### Requirements
Make an exact copy of all the entries, with the pictures left out.
● ● ● ● ● ● ●
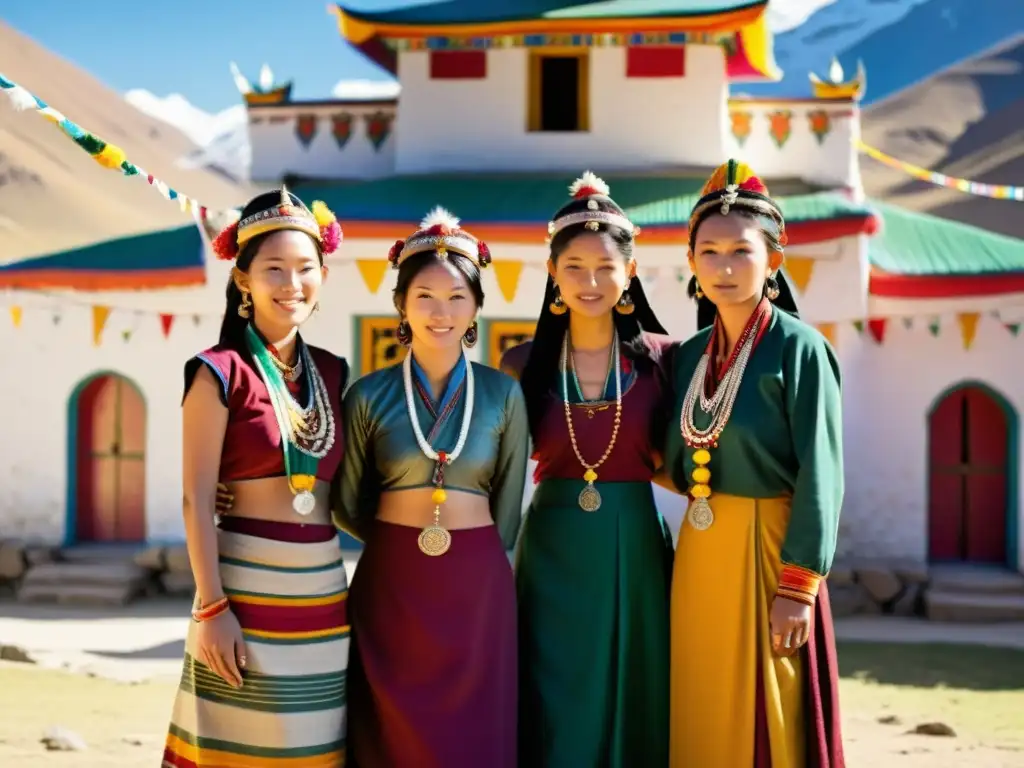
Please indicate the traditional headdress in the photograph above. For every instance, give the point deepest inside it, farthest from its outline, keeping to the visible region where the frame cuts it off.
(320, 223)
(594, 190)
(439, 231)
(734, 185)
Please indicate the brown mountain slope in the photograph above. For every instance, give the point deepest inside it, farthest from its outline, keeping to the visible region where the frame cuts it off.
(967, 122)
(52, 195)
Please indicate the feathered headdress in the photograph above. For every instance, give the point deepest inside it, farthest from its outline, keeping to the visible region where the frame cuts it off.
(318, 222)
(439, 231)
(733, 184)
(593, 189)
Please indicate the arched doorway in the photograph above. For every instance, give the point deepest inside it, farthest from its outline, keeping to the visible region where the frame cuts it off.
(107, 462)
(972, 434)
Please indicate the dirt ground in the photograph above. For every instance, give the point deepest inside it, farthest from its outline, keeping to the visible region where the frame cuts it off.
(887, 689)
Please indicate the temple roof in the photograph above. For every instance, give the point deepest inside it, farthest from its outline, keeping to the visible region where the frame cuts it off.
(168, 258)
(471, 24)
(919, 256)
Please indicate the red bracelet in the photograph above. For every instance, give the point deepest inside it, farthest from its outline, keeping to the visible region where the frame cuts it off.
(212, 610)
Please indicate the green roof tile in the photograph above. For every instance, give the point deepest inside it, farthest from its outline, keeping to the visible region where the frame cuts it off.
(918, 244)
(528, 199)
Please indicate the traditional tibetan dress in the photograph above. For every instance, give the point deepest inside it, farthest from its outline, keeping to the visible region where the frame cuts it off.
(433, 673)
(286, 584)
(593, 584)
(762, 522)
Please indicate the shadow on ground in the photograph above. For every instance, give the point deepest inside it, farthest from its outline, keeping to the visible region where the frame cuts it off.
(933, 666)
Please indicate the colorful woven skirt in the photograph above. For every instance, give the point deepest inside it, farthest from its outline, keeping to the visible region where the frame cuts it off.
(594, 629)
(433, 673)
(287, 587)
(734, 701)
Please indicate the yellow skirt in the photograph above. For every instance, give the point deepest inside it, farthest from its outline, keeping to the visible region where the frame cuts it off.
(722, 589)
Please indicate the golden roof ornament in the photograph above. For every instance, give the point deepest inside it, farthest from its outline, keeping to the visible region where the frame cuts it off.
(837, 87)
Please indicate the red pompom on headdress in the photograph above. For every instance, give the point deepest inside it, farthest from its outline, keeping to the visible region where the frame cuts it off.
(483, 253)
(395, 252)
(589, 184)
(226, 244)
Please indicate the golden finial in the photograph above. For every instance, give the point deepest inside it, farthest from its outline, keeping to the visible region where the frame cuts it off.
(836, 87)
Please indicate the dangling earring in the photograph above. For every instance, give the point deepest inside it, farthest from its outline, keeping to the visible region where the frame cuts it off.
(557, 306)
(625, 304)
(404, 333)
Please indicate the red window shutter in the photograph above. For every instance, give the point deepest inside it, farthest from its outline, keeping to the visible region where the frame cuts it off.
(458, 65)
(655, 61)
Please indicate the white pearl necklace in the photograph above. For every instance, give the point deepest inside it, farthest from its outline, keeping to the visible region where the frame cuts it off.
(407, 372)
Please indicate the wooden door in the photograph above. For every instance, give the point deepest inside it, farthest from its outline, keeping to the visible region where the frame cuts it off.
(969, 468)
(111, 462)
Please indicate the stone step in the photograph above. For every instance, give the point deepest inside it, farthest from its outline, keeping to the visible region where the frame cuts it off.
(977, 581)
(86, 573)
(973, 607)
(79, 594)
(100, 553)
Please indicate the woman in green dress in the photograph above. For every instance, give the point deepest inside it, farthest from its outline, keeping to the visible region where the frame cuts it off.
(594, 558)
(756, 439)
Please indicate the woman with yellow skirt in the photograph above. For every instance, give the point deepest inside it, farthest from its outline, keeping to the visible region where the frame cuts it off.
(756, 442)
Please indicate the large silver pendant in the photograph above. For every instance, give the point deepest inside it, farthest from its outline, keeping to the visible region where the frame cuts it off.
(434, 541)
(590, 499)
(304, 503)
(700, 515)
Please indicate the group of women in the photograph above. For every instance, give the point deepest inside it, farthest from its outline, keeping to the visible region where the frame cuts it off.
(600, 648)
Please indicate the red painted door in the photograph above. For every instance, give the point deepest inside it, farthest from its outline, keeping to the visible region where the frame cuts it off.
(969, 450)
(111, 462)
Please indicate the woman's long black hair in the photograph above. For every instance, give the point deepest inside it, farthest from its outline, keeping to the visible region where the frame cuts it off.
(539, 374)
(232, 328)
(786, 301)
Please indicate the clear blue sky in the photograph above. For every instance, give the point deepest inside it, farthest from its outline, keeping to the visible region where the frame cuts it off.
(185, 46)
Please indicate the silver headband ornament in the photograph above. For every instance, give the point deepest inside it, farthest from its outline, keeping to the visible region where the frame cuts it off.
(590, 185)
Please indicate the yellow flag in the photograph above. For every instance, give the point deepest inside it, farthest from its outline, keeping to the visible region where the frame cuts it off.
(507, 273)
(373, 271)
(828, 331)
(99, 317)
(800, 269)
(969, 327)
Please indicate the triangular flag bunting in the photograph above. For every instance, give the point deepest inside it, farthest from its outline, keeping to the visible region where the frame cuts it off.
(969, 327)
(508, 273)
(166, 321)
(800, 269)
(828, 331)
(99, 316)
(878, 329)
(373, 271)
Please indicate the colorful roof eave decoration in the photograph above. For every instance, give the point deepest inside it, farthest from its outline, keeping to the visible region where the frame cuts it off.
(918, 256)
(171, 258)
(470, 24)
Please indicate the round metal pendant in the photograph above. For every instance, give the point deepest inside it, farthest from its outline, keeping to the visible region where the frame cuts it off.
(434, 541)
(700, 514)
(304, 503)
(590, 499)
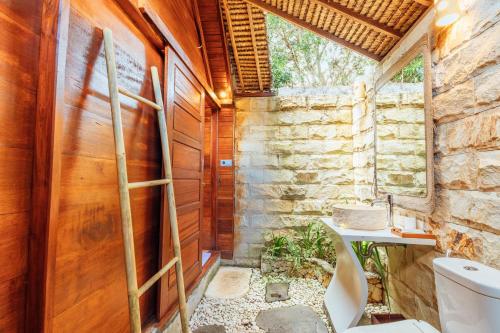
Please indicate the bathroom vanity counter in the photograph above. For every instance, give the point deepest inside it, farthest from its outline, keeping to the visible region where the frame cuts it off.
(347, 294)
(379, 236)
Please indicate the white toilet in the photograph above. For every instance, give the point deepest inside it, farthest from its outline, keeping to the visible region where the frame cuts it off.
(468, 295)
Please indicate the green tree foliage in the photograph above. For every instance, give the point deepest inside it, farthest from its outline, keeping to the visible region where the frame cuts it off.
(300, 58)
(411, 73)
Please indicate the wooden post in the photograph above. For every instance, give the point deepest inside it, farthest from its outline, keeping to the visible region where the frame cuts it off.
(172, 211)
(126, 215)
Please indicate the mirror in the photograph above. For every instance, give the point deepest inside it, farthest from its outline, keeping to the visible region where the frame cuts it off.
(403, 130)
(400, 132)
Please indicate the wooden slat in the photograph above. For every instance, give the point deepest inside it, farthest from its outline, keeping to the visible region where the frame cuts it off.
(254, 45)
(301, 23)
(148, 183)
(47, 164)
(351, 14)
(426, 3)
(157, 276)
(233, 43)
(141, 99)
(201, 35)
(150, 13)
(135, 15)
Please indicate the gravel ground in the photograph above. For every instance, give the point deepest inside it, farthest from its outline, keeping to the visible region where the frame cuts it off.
● ● ● ● ● ● ●
### Complete output
Please indicate the traditional headdress in the photograph above. For every instance, give the point deepest inside it, farthest from its outline, keeping to the visible region where the frame cuts it off.
(320, 223)
(594, 190)
(439, 231)
(734, 185)
Please indicate the brown mountain slope in the photograph above. For every instance, give the point deepest inside it, farthest from its outline, keeping to the visible region where the frame cuts it off.
(967, 122)
(52, 195)
Please indicate the feathered headdress in the photograph above. For every instance, give the point deepest inside it, farthest from its outline, keeping to the visible region where the frame cuts it off.
(318, 222)
(439, 231)
(733, 184)
(593, 189)
Please indicate the arched doorway in the photograph above. For every instance, give the point deepest inside it, farthest from its outline, keeping to the visible region where the frame cuts it off.
(107, 462)
(972, 434)
Please indicate the dirt ground in the photograph above. For every instance, give the point deepest inside it, farthest from its outline, keeping to the visible region where the frame cuts it off.
(887, 689)
Please indicate the temple roof in the photograph above. For every instance, give the point deepest inside it, farthest from its outline, keeping to the visible region where the frame cuts it off.
(168, 258)
(471, 24)
(919, 256)
Please indicate the red bracelet in the photograph above. For every instance, give the point deepest inside it, farthest from its outline, keeping to the visible region where the frame cuts it off.
(212, 610)
Please indicate the green roof tile in the photograph above. For every instance, give the point deepest inside it, farthest from its outline, keeping to the visible region where the frame cuts it off.
(918, 244)
(528, 199)
Please indicate the traditional tibetan dress in the photograph above. For every instance, give the point deepest inside it, farthest from its outline, keeping to the visible region where the frame cuts it off.
(433, 673)
(286, 584)
(593, 584)
(762, 522)
Please indicate the shadow on ground in the photograph above. For every instance, give the point deepest inside it, farthest from its outline, keeping to the visible region where the frame cuts it off.
(933, 666)
Please indicate the colorful woven skirt in the photograph above. For every instance, give the point deepest inside it, farthest from its outline, keeping to the visible region where the frame cuts it off.
(594, 629)
(433, 673)
(287, 587)
(734, 701)
Please indicate the yellow skirt in the photograph above. For every instance, give the point deepest inside it, farthest from its outline, keeping to the visible region where the frame cuts it off.
(722, 589)
Please indicate the golden roof ornament in the photograph above. For every instance, give the point deepest inside it, farthest from its outline, keeping to the visible region where the frame cuts it off.
(837, 87)
Please indicate the red pompom on headdress in the photograph above. For every instance, give the point deepest inside it, farthest from its outline, keeping to the visible region where the frame cuts it off.
(483, 253)
(395, 252)
(589, 184)
(226, 244)
Please indicate the golden finial in the photograph above. For every instance, give the point deepest inside it, farthest from its outline, keeping to the visible region where the frame cuts it off.
(836, 87)
Please indicate the dangling earring in the photograph above. For every instance, give the point deepest inside it, farthest from its outline, keeping to the visible region where the frame cuts it off.
(557, 306)
(625, 304)
(404, 333)
Please indicate the red window shutter in the photograph above. For every instance, give the point deepest inside it, farthest from its outline, keeping to the visible region where the frame cuts it off.
(458, 65)
(655, 61)
Please indicate the white pearl necklace in the photograph above. For every instance, give the point deepest inside it, farthest from its outline, keeping to the visible region where the frame cuts it off.
(407, 372)
Please indicate the wooden door in the photograph above. For every instance, give the point deepest inside it, farthest from its outline, keeping to the visible region where the frame cuts it off.
(969, 468)
(111, 462)
Please indicate the stone step in the photograph above. For every instance, give the point deepest inside it, farthest from its outline, keeping to the visible region where the frame cuts it off.
(977, 581)
(86, 573)
(973, 607)
(79, 594)
(100, 553)
Please indicate the woman in green dress in the photograph above. For every instance, give the point deepest inside it, farthest from its outline, keeping to the visible region where the frame cuts it off.
(594, 558)
(756, 439)
Please indicate the woman with yellow skirt in the photograph above. For every instance, give the point deepest inside it, farthest from its outline, keeping to the visible region where the frame cuts it off.
(756, 442)
Please indicate the large silver pendant in the photograph above. For every instance, give the point deepest inside it, farthest from its outline, keeping to the visible region where the frame cuts it off.
(434, 541)
(590, 499)
(304, 503)
(700, 515)
Please indicate the group of women in the photograph above. For every instance, give the point deepest inside it, farthest from its outline, keeping to the visible region where the frame cuts it off.
(600, 648)
Please indicate the red painted door in the photograph above. For every instance, give the point deepest inside it, farthest from its outline, keeping to the visible region where the frame cuts it off.
(969, 450)
(111, 462)
Please indicate the woman's long black hair in the photograph above. For every instance, give the point deepest inside it, farthest from its outline, keeping to the visible region where the frame cuts it off.
(539, 374)
(232, 328)
(786, 301)
Please indicate the clear blue sky in the photograph above. For every instance, give the point deepest inside it, farthest from its outline, keeping to the visible region where the frame cuts it off.
(185, 46)
Please indicate the silver headband ornament in the photograph above. For every instance, give the point deepest inside it, farthest from its outline, keeping to the visible region where the frame cuts it off.
(590, 185)
Please indicate the yellow flag in the photograph above. For every instance, give the point deepest inside it, farthest from its outline, keeping to the visible region where the frame cuts it off.
(507, 273)
(373, 271)
(828, 331)
(99, 317)
(800, 269)
(969, 327)
Please indicate the triangular flag bunting in the photograph above. For every instance, give the point deepest inside it, farthest from its outline, keeping to the visible region where the frame cuts it off.
(969, 327)
(508, 273)
(166, 321)
(800, 269)
(828, 331)
(99, 316)
(878, 329)
(373, 271)
Please indicate the colorful roof eave decoration in the photograph above. For every instance, give the point deepest inside it, farthest from its outline, keeping to the visible region where the frame cuts it off.
(918, 256)
(171, 258)
(470, 24)
Please indicate the round metal pendant in the photograph above. For every instance, give the point deepest inside it, farthest from its outline, keeping to the visible region where the frame cuts it off.
(434, 541)
(700, 514)
(304, 503)
(590, 499)
Please indicate the bathroom vanity counter in the photograph above. For every instance, give the point deepest inside it, farthest from its outline, keeping to the visible region where the frame cuts it off.
(347, 294)
(379, 236)
Please indicate the white toilet in the photograph above. For every instance, give the point deepest inside it, farthest from its outline, keeping to the visible region where the frame cuts it off.
(468, 295)
Please indicate the green tree foliage in the photograph above. For every instance, give the point deepest inside it, farthest from its outline, keeping to the visible region where the frame cuts it off.
(300, 58)
(411, 73)
Please indicate the wooden post in the photograph above. For every instance, give the point deepest inside it, farthest from its outline, keeping to the visible region where the frame cuts it off.
(172, 211)
(126, 215)
Please indicate the mirror in the photograph above. For every instance, give the point deepest inside it, farthest from its outline, keeping to the visible region where the frame cuts it off.
(403, 130)
(400, 132)
Please indicate the wooden slat in the photograph above. For every instance, give the point deepest inside it, farthest from its outline, keeping to the visible region where the frame cuts it off.
(254, 45)
(301, 23)
(148, 183)
(47, 164)
(351, 14)
(426, 3)
(157, 276)
(233, 43)
(141, 99)
(201, 35)
(150, 13)
(135, 15)
Please indicate the gravel ground in the photograph above. For every instance, give the point deepest inside it, farthest from its outline, keeping to the visible region where the frame cuts it off.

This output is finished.